### Aim of the exercise
The records follow. Print, word for word, the first line through the "253, y: 255" line.

Items from a dataset

---+---

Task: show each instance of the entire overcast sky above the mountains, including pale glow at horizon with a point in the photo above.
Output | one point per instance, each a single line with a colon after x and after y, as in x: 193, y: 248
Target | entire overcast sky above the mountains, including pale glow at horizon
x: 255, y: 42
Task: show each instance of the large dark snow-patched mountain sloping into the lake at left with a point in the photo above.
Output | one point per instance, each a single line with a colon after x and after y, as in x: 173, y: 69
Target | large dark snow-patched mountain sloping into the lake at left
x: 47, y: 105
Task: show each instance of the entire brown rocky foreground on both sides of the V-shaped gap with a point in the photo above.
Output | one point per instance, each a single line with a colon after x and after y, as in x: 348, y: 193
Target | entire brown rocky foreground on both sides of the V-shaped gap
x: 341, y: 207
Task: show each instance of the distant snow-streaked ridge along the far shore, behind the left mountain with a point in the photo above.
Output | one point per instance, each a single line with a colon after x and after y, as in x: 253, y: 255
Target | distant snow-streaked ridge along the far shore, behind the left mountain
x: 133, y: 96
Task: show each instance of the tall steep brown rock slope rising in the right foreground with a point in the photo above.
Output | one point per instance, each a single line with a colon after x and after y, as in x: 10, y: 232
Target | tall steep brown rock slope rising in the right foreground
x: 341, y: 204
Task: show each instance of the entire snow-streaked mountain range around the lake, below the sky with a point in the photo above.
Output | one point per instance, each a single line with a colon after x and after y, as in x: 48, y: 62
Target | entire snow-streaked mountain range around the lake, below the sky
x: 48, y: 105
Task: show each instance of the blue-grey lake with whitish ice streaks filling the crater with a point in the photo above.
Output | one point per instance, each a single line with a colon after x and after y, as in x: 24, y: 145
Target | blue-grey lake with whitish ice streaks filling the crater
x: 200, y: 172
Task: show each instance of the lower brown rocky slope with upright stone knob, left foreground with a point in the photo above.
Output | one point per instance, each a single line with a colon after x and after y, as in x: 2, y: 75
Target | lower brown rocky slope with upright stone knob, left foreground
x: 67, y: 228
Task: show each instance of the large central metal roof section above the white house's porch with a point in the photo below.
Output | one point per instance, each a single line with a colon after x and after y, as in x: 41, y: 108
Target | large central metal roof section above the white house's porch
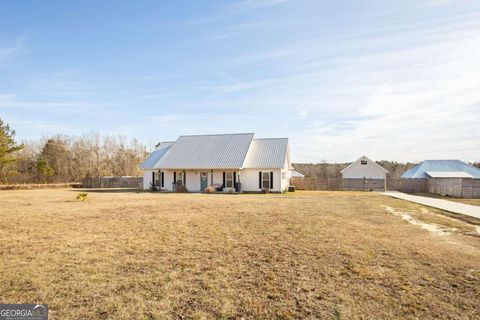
x: 221, y: 151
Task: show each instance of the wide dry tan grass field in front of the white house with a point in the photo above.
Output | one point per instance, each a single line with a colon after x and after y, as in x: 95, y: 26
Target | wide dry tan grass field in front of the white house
x: 329, y: 255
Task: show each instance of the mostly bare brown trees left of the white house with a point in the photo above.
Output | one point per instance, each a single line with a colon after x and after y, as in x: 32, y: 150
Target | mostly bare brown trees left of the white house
x: 61, y: 158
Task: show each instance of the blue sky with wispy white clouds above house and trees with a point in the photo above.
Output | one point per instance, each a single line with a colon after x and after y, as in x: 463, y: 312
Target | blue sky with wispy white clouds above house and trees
x: 393, y: 80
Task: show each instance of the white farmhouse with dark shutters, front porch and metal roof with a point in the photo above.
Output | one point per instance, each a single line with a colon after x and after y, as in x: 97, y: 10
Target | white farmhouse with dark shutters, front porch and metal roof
x: 227, y: 162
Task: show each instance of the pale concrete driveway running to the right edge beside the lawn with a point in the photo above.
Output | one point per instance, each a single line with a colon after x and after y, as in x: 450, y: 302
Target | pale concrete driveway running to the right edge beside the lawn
x: 455, y: 207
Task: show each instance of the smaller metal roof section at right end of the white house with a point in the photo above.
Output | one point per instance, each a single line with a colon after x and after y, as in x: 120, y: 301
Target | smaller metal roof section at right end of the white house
x: 267, y: 153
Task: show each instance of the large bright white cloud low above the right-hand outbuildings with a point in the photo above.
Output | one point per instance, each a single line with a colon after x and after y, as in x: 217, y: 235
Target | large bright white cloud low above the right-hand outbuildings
x: 427, y: 110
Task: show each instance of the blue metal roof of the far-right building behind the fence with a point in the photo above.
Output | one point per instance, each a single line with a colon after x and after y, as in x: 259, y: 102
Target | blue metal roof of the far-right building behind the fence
x: 419, y: 171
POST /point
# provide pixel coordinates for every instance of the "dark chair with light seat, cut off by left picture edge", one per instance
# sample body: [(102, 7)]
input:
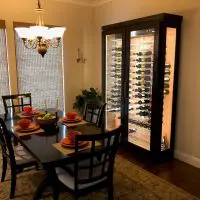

---+---

### Output for this task
Task: show each instance of the entire overcast sky above the mountains, including pale glow at horizon with a point in the photo above.
Output | one point per instance, each a single line with a colon after x and after y, as in x: 193, y: 248
Target | entire overcast sky above the mountains, including pale glow at horizon
x: 255, y: 42
Task: show each instance of the large dark snow-patched mountain sloping into the lake at left with a point in the photo above.
Output | one point per instance, each a single line with a colon after x and after y, as in x: 173, y: 69
Target | large dark snow-patched mountain sloping into the lake at left
x: 47, y: 105
Task: show each instance of the entire brown rocky foreground on both sides of the V-shaped gap with a point in the photo above.
Output | one point per instance, each a single line with a colon after x and after y, as in x: 348, y: 193
Target | entire brown rocky foreground on both sides of the V-shaped gap
x: 341, y: 207
Task: show each instance of the distant snow-streaked ridge along the far shore, behind the left mountain with a point in the photo above.
Output | one point per instance, each a single line with a colon after x and after y, as in x: 253, y: 255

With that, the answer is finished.